Records for the task:

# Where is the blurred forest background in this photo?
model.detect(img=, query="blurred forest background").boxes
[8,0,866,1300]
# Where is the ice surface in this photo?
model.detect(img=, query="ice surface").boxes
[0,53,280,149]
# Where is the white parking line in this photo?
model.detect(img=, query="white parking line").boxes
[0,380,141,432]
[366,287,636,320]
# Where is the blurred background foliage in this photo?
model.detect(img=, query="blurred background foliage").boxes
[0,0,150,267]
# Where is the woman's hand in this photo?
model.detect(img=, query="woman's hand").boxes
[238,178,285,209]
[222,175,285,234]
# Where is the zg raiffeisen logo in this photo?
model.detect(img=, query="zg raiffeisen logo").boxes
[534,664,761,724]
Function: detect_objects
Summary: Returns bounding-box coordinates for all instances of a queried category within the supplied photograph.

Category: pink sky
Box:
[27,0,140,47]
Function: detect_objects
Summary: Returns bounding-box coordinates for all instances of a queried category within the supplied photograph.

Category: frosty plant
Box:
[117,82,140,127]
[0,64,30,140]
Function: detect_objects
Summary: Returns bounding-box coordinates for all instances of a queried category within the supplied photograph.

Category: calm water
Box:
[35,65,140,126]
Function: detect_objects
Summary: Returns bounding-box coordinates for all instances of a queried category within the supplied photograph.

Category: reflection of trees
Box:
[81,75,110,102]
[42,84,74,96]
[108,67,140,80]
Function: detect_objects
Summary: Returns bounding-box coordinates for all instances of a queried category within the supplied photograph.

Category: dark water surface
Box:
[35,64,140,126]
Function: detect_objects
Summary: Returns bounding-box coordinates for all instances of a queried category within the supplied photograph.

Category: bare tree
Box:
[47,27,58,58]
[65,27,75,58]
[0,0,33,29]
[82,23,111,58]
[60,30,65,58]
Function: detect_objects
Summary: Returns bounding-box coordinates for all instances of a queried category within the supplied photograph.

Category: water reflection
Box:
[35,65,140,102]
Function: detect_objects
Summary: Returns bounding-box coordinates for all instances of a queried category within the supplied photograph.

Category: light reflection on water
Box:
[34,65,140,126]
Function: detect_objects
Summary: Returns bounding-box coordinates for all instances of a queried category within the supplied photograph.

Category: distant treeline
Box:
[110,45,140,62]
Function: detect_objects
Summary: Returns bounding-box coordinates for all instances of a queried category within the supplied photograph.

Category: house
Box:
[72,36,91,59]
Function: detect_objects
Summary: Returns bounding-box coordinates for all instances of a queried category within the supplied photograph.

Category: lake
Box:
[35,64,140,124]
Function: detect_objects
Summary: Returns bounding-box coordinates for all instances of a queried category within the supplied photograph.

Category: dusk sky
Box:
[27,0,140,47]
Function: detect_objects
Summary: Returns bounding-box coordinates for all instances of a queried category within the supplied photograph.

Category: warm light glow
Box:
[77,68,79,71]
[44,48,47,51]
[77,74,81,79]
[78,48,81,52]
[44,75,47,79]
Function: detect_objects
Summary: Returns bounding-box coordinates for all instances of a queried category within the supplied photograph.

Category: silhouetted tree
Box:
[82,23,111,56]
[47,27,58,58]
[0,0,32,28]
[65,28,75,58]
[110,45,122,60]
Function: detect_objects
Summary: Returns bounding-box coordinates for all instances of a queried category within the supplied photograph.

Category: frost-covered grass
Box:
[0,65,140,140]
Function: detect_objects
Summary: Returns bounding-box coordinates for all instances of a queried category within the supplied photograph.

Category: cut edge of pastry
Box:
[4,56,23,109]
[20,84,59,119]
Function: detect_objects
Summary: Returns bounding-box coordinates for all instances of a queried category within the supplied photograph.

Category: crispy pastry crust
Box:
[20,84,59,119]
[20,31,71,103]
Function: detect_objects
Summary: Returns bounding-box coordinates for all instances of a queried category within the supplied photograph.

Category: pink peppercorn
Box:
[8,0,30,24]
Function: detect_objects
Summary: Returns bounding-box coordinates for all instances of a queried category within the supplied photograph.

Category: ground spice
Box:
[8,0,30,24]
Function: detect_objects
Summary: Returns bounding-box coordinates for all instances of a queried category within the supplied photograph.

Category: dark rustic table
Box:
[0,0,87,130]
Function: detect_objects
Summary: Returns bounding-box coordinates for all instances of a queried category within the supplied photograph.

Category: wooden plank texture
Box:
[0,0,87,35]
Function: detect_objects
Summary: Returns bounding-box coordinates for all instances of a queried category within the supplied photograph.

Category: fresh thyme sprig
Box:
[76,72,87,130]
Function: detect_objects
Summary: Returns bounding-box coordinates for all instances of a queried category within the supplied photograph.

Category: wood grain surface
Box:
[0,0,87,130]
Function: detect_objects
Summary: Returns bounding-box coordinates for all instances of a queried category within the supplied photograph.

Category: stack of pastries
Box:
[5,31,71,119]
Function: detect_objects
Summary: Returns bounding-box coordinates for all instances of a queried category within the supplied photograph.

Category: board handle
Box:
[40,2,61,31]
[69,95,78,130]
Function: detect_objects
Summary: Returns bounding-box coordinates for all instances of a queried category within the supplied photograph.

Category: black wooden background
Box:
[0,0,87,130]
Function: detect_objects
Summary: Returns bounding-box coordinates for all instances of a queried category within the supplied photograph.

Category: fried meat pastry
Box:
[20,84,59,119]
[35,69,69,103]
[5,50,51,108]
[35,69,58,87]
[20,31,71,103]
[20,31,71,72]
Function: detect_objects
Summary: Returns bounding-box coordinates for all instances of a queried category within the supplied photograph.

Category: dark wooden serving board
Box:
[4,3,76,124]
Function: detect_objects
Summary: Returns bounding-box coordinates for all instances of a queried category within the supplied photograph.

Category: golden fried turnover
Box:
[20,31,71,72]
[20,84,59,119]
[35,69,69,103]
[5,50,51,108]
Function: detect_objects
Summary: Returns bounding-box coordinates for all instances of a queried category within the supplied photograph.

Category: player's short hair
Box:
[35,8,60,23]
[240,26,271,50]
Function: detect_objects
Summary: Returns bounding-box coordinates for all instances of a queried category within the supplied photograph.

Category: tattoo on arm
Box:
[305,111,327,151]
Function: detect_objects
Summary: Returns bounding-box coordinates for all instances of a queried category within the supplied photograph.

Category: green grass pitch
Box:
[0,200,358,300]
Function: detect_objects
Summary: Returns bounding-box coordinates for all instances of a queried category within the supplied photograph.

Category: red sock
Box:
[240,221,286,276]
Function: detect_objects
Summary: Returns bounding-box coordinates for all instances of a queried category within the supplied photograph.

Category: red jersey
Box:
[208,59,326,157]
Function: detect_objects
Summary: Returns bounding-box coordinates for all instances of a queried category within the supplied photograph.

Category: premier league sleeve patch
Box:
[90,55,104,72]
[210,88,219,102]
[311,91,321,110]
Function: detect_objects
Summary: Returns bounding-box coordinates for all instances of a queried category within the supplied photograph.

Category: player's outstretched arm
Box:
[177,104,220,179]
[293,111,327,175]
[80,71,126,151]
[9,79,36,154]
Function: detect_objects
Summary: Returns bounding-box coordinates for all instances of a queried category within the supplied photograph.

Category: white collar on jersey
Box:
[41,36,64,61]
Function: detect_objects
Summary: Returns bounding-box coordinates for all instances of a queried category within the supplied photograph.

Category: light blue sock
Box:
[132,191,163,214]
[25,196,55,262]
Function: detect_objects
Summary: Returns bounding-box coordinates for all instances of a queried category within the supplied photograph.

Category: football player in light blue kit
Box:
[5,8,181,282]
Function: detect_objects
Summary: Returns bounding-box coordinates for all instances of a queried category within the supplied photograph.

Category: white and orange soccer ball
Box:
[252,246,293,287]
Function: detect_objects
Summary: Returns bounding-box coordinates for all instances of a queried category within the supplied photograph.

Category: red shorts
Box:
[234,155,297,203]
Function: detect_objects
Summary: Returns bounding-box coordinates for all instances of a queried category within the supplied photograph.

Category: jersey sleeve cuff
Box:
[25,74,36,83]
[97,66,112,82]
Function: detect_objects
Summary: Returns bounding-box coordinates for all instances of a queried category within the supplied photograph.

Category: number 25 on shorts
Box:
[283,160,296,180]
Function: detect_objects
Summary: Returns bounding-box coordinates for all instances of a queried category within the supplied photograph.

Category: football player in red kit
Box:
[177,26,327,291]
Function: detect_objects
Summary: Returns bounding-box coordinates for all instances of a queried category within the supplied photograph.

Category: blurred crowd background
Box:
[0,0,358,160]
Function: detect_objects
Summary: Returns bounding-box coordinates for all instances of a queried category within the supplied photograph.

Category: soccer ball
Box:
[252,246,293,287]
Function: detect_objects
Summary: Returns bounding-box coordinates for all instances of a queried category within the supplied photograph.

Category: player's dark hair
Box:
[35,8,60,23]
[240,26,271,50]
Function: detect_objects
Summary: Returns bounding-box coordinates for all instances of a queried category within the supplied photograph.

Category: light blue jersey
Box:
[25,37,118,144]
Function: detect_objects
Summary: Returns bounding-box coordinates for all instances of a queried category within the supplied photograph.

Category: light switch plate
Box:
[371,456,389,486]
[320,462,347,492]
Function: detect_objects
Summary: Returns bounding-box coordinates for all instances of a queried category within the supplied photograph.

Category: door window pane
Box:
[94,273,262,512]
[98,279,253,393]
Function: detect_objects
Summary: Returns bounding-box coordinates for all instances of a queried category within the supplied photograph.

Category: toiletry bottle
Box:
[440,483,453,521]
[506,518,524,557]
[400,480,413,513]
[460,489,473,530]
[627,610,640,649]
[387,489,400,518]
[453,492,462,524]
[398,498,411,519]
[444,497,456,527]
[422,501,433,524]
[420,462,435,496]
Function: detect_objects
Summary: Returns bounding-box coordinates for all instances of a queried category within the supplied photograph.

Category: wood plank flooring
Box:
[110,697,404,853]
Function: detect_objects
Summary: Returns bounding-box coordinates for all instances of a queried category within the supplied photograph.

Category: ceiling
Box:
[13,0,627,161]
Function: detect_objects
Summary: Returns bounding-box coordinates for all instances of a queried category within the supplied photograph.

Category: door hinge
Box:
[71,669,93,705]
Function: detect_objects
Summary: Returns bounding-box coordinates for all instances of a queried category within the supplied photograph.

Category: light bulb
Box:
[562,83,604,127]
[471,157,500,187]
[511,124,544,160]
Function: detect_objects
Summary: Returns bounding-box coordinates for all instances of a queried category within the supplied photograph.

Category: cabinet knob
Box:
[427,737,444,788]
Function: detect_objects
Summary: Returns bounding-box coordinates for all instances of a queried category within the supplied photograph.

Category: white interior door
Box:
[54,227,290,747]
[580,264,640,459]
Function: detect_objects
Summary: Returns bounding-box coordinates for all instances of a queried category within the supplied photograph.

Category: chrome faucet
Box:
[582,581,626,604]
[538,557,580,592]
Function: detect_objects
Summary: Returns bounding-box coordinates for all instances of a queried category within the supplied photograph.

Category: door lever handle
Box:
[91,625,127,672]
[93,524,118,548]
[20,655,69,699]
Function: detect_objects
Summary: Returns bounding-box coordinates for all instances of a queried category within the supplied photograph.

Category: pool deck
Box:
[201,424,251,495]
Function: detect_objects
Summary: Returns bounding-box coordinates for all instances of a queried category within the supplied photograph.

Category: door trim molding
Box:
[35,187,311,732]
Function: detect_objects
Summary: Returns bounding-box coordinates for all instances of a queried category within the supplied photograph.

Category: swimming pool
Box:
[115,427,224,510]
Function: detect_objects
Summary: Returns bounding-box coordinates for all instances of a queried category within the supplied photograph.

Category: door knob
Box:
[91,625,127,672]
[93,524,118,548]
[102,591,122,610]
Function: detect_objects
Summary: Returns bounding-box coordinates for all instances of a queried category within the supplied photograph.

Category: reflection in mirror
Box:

What the exercise asks: Return the material verbatim, from its first line down to and including the line that contains "[0,64,30,140]".

Written answer:
# Where is the blurred forest background in this photo?
model.detect(img=, query="blurred forest background").boxes
[8,0,866,1300]
# Where is the ice surface in this photo?
model.detect(img=, query="ice surface").boxes
[0,53,280,149]
# Where is the white parking line in this photo?
model.detect(img=, query="white parking line").boxes
[0,380,141,432]
[366,287,636,320]
# Where is the blurred background foliage in this photo?
model.detect(img=, query="blurred background foliage").boxes
[0,0,150,267]
# Where is the woman's hand in this photo?
model.detect(img=, query="woman's hand").boxes
[238,178,285,209]
[222,175,285,234]
# Where is the zg raiffeisen logo in this photo?
model.detect(img=, query="zg raiffeisen logo").boxes
[534,664,761,724]
Function: detect_objects
Summary: Returns bounding-box coordinates for all instances of a queried category within the supplied photograph.

Category: pink sky
Box:
[27,0,140,47]
Function: detect_objects
Summary: Returns bounding-box coordinates for all instances of a queried category within the supplied photograph.

Category: frosty plant
Box:
[117,82,140,127]
[0,64,30,140]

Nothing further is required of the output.